Document segment:
Thus, 7 Deuce Sports (which recently celebrated its first anniversary), a gym with a focus on group training and sports excellence, was born. Thomas created this class-based gym to help his clients feed off of one another’s strength and encouragement.
Thomas is especially interested in helping future pro-athletes, designing regimens that push them to know their physical limits, utilizing strength-building equipment, sand pits and even indoor turf training. Outside of the gym, he remains active in all aspects of his community. Thomas is heavily involved with the Ronald McDonald House, often hosting food drives and providing free classes to clients that bring in canned goods.
Assistant Director of Communications, New Jersey Senate Democratic Office
Public policy has always been alluring for Trish Graber. She discovered her love of government as a journalist working for the Gloucester County Times where she covered county and municipal government, education and crime. Her writing career included coverage of the visits to New Jersey by President George W. Bush, President Barack Obama, Sen. John McCain and then-Sen. Hillary Rodham Clinton. Her last journalism venture was at the State House Bureau of The Star-Ledger, the flagship newspaper of the company where she began her career.
The Washington Township resident joined the New Jersey Senate Democratic Office in 2010, where she is responsible for conveying the views, legislative priorities and work of the senators to the public, as well as developing media strategies for senators and dealing with the press at large. She credits her years in journalism as a huge asset in helping her navigate the complicated political system and hopes to really explore the research side of legislation in the years to come.
Vice President, Emergency Department Operations; Administrator, Transplant Services, Thomas Jefferson University Hospital
Holding a master’s in leadership and health system management from Drexel University, Joseph Anton makes an impact on someone’s life every day as the vice president of Emergency Department Operations and administrator of Transplant Services at Thomas Jefferson University Hospital. Having supervision over two emergency departments means he and his 200-plus staff will see well over 100,000 patients a year.
On top of that, he is responsible for the complete oversight of the heart, kidney, liver and pancreas transplant program, which performs more than 160 transplants annually.
Anton, a Haddonfield resident, started in health care more than 12 years ago and has held a variety of different roles, starting with his six-year stint as an ER and trauma nurse. In 2005, he went into management at South Jersey Healthcare, and in 2007 became the director of Patient Logistics at Jefferson. Shortly after 2009, he took over the heart, kidney, liver and pancreas transplant program. Then at the start of 2012, while continuing his rise in the ranks, he was promoted to vice president of Emergency Department Operations, where he assumed responsibility of the ER at the Center City campus as well as the campus at Methodist Hospital in South Philadelphia.
“I didn’t necessarily think at 22 that I’d be where I am today. I chose something that I knew I’d be passionate about, I knew I would love, and the rest is history,” Anton says.

Recorded data:
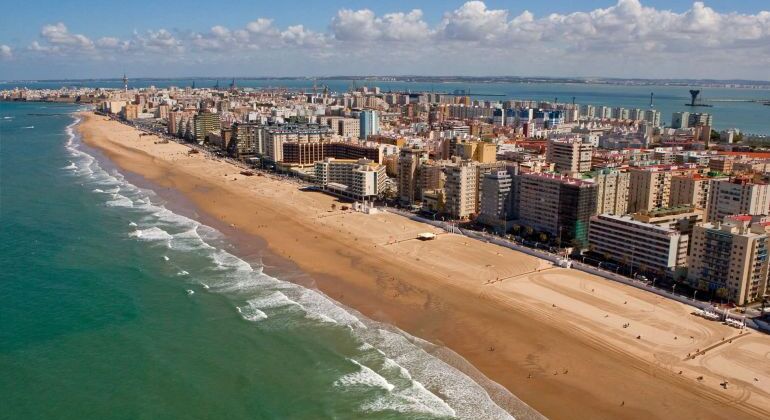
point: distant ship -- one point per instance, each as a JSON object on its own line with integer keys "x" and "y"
{"x": 694, "y": 99}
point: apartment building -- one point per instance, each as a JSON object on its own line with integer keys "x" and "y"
{"x": 276, "y": 135}
{"x": 650, "y": 187}
{"x": 479, "y": 151}
{"x": 349, "y": 127}
{"x": 461, "y": 189}
{"x": 558, "y": 205}
{"x": 358, "y": 179}
{"x": 409, "y": 161}
{"x": 570, "y": 156}
{"x": 497, "y": 195}
{"x": 643, "y": 246}
{"x": 611, "y": 191}
{"x": 691, "y": 190}
{"x": 729, "y": 259}
{"x": 205, "y": 123}
{"x": 737, "y": 196}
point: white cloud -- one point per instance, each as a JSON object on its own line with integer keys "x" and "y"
{"x": 364, "y": 26}
{"x": 474, "y": 22}
{"x": 626, "y": 39}
{"x": 58, "y": 34}
{"x": 6, "y": 53}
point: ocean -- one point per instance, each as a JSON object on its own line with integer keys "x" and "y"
{"x": 731, "y": 107}
{"x": 114, "y": 305}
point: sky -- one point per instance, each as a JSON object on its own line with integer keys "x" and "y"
{"x": 720, "y": 39}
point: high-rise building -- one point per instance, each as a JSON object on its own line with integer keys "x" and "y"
{"x": 722, "y": 164}
{"x": 570, "y": 156}
{"x": 483, "y": 152}
{"x": 691, "y": 189}
{"x": 461, "y": 189}
{"x": 349, "y": 128}
{"x": 247, "y": 141}
{"x": 130, "y": 112}
{"x": 557, "y": 205}
{"x": 359, "y": 179}
{"x": 369, "y": 123}
{"x": 496, "y": 208}
{"x": 730, "y": 259}
{"x": 653, "y": 117}
{"x": 205, "y": 123}
{"x": 729, "y": 197}
{"x": 643, "y": 246}
{"x": 680, "y": 119}
{"x": 700, "y": 119}
{"x": 650, "y": 187}
{"x": 409, "y": 161}
{"x": 611, "y": 191}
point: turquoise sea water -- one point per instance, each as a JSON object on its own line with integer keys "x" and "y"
{"x": 112, "y": 306}
{"x": 749, "y": 117}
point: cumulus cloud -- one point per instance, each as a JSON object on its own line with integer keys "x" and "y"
{"x": 623, "y": 38}
{"x": 58, "y": 35}
{"x": 363, "y": 25}
{"x": 6, "y": 52}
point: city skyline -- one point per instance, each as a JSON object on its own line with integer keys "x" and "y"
{"x": 627, "y": 39}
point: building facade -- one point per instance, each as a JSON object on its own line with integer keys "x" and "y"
{"x": 643, "y": 246}
{"x": 729, "y": 259}
{"x": 737, "y": 196}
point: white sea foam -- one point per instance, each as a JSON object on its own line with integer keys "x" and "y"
{"x": 272, "y": 300}
{"x": 364, "y": 376}
{"x": 390, "y": 361}
{"x": 227, "y": 261}
{"x": 119, "y": 200}
{"x": 188, "y": 240}
{"x": 320, "y": 304}
{"x": 250, "y": 313}
{"x": 150, "y": 234}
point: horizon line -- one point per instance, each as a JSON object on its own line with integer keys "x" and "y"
{"x": 353, "y": 77}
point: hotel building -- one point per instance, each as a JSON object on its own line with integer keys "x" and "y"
{"x": 557, "y": 205}
{"x": 729, "y": 259}
{"x": 737, "y": 196}
{"x": 644, "y": 246}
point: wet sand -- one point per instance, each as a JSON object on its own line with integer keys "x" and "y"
{"x": 554, "y": 337}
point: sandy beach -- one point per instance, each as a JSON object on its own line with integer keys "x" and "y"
{"x": 569, "y": 344}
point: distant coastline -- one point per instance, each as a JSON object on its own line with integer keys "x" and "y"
{"x": 713, "y": 83}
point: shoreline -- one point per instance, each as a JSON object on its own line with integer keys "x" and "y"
{"x": 254, "y": 250}
{"x": 436, "y": 291}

Problem set:
[1] In the professional profiles, what did Joseph Anton do during his six-year stint at the start of his health care career?
[2] Extend the professional profiles past their final sentence.

Results:
[1] He worked as an ER and trauma nurse.

[2]
Partner, Weinberg, Kaplan & Smith
In February of 2012, Dawn Kaplan reached out to her like-minded attorney and colleague Amy Smith and experienced attorney Joe Weinberg in hopes to create a family law firm that would guide families through their most turbulent time. A married woman with two kids, Kaplan saw a need to help the families of South Jersey.
While Kaplan’s firm is still relatively new, she and her partners have a significant amount of practice years between them. What makes Kaplan stand out, however, is her sincere, thorough compassion and love of service in a sensitive area.
“What I do makes a difference,” she says. “Seeing a client evolving and coming out of a divorce litigation happy, that the right thing happened for their family, is so rewarding.”
Kaplan serves on the Arbitration Statute and Children’s Rights committees of the New Jersey State Bar Association, and is a master in the Thomas S. Forkin Family Law American Inn of Court. She is also a matrimonial early settlement panelist for Burlington and Camden counties.
Principal/CIO, Infinity Hotel Group
The Infinity Hotel Group, which owns and manages five hotels—with four in development—in the region such as Comfort Inn and Best Western, was founded in 1981 by Mital Chheda’s parents, just one year before he was born. He joined the business after graduating from Drexel University LeBow College of Business in 2004; he then earned an MBA from Drexel in 2006 in financial management and marketing. “Always involved at a young age, we've always been around it,” he says. “When I got to a certain age, I knew I wanted this to be my future, too.”
The company may have started out with a select few mom-and-pop-style motels throughout southern New Jersey but, due to Chheda’s “hands-on management style,” it has aspirations to operate AAA Diamond Properties throughout the region. “It is a family-owned business, so you can really make people feel like they are home in your hotel,” he says.
Vice President of Operations and Marketing, Barclay Group
When then-15-year-old Joshua Batushansky from Palmyra heard from a friend that a local business was looking for a file clerk in neighboring Riverton, he applied in hopes of helping his family in their time of financial need. Fast-forward and the former intern is now sitting comfortably in his seat as vice president of Operations and Marketing at the Barclay Group.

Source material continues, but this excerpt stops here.